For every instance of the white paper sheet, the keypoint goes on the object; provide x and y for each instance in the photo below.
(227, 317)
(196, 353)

- - - - - - -

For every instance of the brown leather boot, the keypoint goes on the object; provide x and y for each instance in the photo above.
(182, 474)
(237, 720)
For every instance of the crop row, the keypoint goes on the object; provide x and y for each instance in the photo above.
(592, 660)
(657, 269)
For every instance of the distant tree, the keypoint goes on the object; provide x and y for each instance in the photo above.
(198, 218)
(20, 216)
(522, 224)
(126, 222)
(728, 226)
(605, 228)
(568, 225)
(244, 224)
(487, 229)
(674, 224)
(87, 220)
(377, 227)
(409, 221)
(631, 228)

- - - - - - -

* _Task goal_
Find each line of the data above that contains the word "every" and copy those lines out. Case counts.

* _Expected answer_
For every instance of the white paper sheet, the keypoint goes on the object; provide x and y for each instance in the photo below.
For every instance of the brown leather boot, the keypoint goes on the object; provide x and y for each instance in the photo above.
For every instance of the crop row, the keypoint goes on the object; provide x and y for each instance in the photo above.
For every instance of the distant tree, the keypoint goes on the object; provide x and y for each instance in the photo above.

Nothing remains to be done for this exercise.